___ Document excerpt ___
Schatz Calls For More Funding For Social Service Nonprofits In Next Coronavirus Relief Bill

During Pandemic, Nonprofits Are On Front Lines Feeding Vulnerable Communities, Providing Housing And Medical Assistance

HONOLULU – Today, U.S. Senator Brian Schatz (D-Hawai?i) led a group of 27 senators to urge Senate leadership to include additional emergency funding for nonprofit organizations in the next COVID-19 relief bill. Nonprofits are an essential part of the frontline coronavirus pandemic response, providing important social services such as nutrition assistance, shelter for those experiencing homelessness, child care and education programs, and care for victims of domestic and sexual violence. 

“Nonprofits are fast, they are nimble, and they are on the frontlines. And as we ask them to do more, they are facing revenue shortfalls. These institutions are absolutely pivotal to our survival and our recovery,” said Senator Schatz.

While demand for nonprofit services is increasing, these organizations are facing significant economic hardship. The Coronavirus Aid, Relief, and Economic Security (CARES) Act provided $350 billion in partially forgivable loans to small businesses and nonprofits, but this funding ran out within weeks. The $310 billion in new funding for this loan program passed by Congress last week is also expected to quickly run dry. Rather than requiring nonprofits to compete for limited resources with small businesses, the senators are calling for a significant increase in funding specifically for nonprofits.

The letter was also endorsed by 53 organizations, including the National Council of Nonprofits, Boys & Girls Clubs of America, Meals on Wheels, YWCA USA, YMCA of the USA, and National Health Council. For a full list, click here.

The full text of the letter is available here and below:

 

Dear Leader McConnell, Leader Schumer, Chairman Shelby, and Vice Chairman Leahy:

As you work on the next legislative package to address the novel coronavirus (COVID-19) pandemic, we strongly encourage you to ensure that nonprofits are protected by including additional emergency funding.  Nonprofits provide essential social services for many Americans, including food, shelter, and medical services.  During this public health crisis, communities nationwide are relying on nonprofit services to survive—more and more each day.  At the same time as this increased demand, nonprofits are facing significant economic hardship.

Providing the nonprofit sector increased emergency funding for targeted state formula grants and programs will ensure that national and local organizations can maintain a continuity of services.  These funds must be distributed quickly through multiple existing funding streams, including emergency grants to nonprofits operating under existing federal grants, as well as through sub-grantees for state or local governments, or other pass-through entities.
___ Dataset entries ___
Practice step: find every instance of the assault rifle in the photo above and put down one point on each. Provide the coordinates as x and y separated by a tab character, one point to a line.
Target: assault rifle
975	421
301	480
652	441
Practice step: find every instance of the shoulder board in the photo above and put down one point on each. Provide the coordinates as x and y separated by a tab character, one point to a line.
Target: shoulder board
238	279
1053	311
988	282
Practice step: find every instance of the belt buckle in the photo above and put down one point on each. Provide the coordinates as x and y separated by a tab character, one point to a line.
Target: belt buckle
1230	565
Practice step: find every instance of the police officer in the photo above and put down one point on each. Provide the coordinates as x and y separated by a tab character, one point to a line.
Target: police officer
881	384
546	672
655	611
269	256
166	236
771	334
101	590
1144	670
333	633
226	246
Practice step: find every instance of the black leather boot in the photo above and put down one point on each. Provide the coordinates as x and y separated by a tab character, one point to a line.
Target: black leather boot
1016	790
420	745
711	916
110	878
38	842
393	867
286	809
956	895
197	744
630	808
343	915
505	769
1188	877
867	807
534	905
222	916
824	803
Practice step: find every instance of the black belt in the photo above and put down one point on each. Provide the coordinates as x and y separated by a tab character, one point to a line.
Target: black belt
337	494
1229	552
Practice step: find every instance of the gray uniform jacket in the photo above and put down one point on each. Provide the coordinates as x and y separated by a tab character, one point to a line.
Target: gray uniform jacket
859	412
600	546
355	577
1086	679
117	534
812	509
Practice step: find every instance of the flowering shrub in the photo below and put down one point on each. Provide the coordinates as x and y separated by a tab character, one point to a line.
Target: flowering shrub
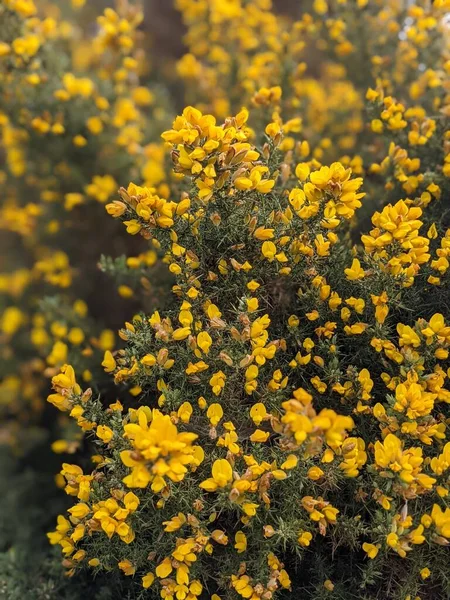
276	426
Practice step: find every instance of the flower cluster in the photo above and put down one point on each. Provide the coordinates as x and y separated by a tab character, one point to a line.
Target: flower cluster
271	420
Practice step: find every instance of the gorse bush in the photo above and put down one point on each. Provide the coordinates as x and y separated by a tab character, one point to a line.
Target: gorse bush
272	419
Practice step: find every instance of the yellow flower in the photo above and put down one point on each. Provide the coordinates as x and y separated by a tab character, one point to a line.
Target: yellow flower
355	272
109	363
214	413
105	433
241	542
222	475
370	549
204	341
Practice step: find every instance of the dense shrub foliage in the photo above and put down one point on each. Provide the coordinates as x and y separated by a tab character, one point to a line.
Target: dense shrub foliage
271	420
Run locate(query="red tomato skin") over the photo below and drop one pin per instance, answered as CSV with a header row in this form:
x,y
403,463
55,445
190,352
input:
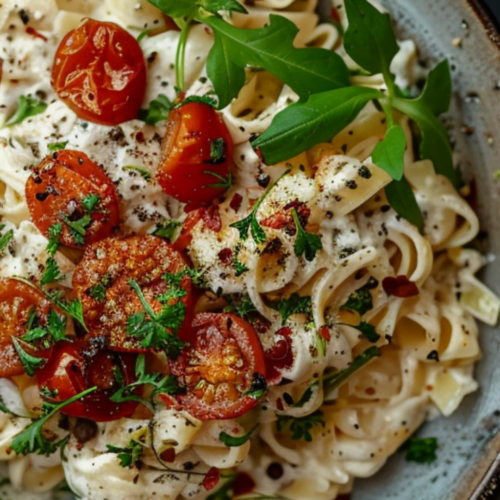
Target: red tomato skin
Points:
x,y
182,173
100,73
62,180
69,373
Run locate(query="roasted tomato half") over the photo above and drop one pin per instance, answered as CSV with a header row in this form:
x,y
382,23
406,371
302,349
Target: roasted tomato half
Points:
x,y
198,151
102,280
100,73
74,368
20,304
223,368
70,189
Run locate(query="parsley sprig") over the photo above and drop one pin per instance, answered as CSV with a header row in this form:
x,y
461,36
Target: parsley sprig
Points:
x,y
32,439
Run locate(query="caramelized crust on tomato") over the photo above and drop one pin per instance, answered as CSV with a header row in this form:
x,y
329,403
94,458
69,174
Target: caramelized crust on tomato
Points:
x,y
18,301
58,186
220,367
101,281
100,73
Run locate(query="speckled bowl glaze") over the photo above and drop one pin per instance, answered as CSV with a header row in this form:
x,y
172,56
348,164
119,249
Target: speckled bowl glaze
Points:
x,y
468,462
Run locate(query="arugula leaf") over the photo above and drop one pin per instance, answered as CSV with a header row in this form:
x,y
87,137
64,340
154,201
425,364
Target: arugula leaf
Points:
x,y
30,363
369,39
28,106
251,222
141,171
157,331
130,455
158,110
435,144
334,380
438,89
420,450
54,238
303,125
306,71
57,146
306,244
402,198
32,440
215,6
167,229
5,239
300,427
52,273
234,441
389,153
295,304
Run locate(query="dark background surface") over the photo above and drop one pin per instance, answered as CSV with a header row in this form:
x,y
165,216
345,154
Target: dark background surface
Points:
x,y
494,6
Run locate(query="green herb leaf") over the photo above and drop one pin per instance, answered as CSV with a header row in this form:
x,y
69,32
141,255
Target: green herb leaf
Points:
x,y
303,125
402,198
158,110
52,273
167,229
130,455
300,427
54,238
334,380
32,440
5,239
28,106
369,39
30,363
234,441
435,144
389,153
295,304
306,71
420,450
438,89
141,171
306,244
57,146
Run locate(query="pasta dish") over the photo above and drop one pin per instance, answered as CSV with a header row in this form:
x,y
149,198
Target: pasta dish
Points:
x,y
236,258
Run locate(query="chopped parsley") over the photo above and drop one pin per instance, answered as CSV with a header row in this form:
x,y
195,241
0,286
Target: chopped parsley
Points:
x,y
300,427
306,244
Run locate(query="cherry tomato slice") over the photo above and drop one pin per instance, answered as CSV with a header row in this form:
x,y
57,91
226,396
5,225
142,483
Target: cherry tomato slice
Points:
x,y
18,302
220,367
101,281
63,189
71,370
100,73
198,152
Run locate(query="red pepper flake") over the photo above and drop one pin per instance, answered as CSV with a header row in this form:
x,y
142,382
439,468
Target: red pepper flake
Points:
x,y
279,357
400,286
324,333
235,203
243,484
211,479
33,32
168,455
226,256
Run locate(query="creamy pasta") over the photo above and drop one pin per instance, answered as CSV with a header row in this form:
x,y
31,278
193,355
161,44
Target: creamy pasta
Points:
x,y
428,342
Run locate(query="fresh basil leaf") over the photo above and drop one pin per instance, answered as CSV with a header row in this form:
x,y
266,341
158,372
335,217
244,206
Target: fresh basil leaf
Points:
x,y
389,153
176,8
303,125
28,106
369,39
306,71
402,198
438,89
234,441
435,143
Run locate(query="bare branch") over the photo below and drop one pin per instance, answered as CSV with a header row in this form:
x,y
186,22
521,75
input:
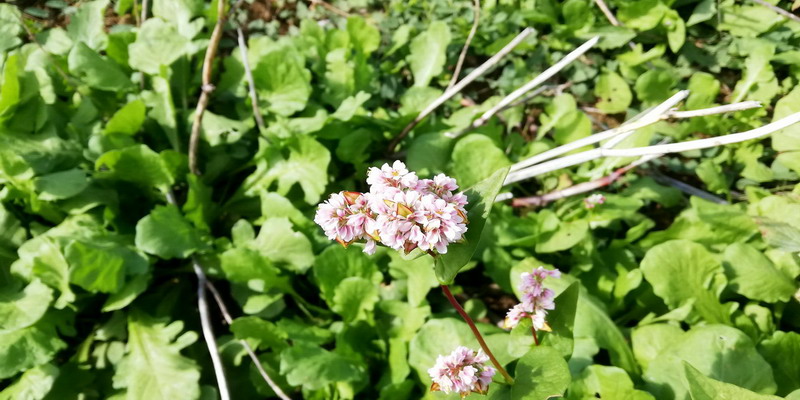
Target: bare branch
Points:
x,y
449,93
476,14
594,154
228,319
250,81
778,10
538,80
541,200
207,87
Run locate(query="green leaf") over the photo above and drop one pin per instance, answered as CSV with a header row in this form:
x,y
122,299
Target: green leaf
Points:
x,y
278,242
780,351
61,185
96,71
475,158
127,120
704,388
718,352
153,367
481,198
167,234
541,374
157,44
28,347
307,165
21,309
282,80
428,53
614,95
354,299
137,164
313,367
600,381
682,271
101,266
752,274
34,384
87,24
10,28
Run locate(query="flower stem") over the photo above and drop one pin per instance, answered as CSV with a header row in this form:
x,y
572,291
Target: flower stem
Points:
x,y
477,333
535,338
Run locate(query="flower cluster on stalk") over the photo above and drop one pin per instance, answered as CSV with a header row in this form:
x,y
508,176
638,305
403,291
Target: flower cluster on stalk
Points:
x,y
400,211
536,300
463,371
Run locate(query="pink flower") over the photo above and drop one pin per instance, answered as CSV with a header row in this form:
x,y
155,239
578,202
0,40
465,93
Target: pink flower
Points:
x,y
594,200
463,371
536,300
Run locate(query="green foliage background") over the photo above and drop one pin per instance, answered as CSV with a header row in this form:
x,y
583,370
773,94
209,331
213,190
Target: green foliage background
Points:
x,y
664,296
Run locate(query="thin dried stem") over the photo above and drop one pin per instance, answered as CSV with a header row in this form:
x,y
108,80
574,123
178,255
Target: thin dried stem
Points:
x,y
449,93
251,86
594,154
585,187
476,15
477,333
533,83
229,320
207,87
778,10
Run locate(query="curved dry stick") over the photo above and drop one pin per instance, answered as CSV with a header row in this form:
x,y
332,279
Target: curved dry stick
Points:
x,y
207,87
476,15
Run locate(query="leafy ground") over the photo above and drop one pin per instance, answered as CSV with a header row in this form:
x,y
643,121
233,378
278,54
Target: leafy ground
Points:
x,y
664,295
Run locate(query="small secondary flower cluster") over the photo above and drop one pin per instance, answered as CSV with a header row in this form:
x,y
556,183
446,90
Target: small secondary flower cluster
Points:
x,y
463,371
536,300
400,211
594,200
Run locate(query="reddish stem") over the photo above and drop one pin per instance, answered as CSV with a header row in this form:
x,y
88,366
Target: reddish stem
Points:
x,y
477,333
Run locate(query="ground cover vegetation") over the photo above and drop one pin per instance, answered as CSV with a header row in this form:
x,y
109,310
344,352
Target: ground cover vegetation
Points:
x,y
175,176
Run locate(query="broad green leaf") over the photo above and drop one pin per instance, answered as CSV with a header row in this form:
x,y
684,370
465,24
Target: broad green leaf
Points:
x,y
127,120
34,384
704,388
10,28
61,185
280,243
137,164
167,234
481,198
28,347
96,71
718,352
153,367
780,351
428,53
21,309
475,158
157,44
307,165
751,274
282,80
600,381
541,374
314,367
682,271
613,94
87,24
354,299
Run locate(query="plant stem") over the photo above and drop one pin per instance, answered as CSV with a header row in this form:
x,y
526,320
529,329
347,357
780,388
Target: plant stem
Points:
x,y
477,333
535,338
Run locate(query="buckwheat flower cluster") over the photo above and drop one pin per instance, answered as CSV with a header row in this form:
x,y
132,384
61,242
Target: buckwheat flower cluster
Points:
x,y
594,200
536,300
400,211
463,371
___
**Instructions to follow:** Pick up the press release on emergency funding for nonprofits after its last sentence and continue the senators' letter.

**Expected answer:**
For example:

  • An additional $55 million for the Family Violence Prevention and Services Act programs and $100 million for the Sexual Assault Services Program, which will help service providers to prevent and respond to sexual assault and family and domestic violence, including shelter and supportive services for those who need it;
  • An additional $50 billion for the Child Care and Development Block Grant will assist child care providers, as well as child care resource and referral agencies, as they provide emergency child care for first responders and essential workers, ensuring that these providers are able to remain open and that the child care system remains functioning for families to get back to work and school as we recover from this crisis;
  • An additional $500 million for the 21st Century Community Learning Center program will allow afterschool and summer learning programs to provide services to keep children on track academically through this school year and the summer, and even into the next school year;
  • Additional funding for the Title V Maternal and Child Health Block Grant and the Maternal, Infant, and Early Childhood Home Visiting Program as well as other public health programs;
  • Additional funding for the Older Americans Act and Administration for Community Living programs that provide in-home assistance, legal services, language assistance, nutrition services, and other vital services and supports older adults and people with disabilities need to stay healthy at home and to prevent negative impacts of prolonged social isolation;
  • An additional $100 million to expand the Department of Labor’s Employment and Training Administration programs for national out-of-school time organizations to help support essential-skills development, career exposure, employability & certification and work-based learning; and
  • An additional $4.1 billion for the Social Services Block Grant, with a 5 percent set-aside for tribes, to support critical social services for vulnerable populations, including those at risk of family violence and abuse, children and youth in foster care, older adults struggling with hunger, and other supports.

These are a few of the existing funding streams that the next coronavirus package should support with an increase in appropriations to meet an immediate need.  The Coronavirus Aid, Relief, and Economic Security Act was a positive first step to aid the nonprofit sector.  The nonprofit community will continue to play an essential role in coronavirus response, and we need them to scale up and meet an increase in demand.  A rapid infusion of funds to nonprofit organizations that are partnering with state and local governments will help frontline responders and vulnerable families.

As we draft legislation both to mitigate and recover from this pandemic, we must give nonprofits the support they need to lead their communities out of this crisis.  Thank you for your consideration of this request.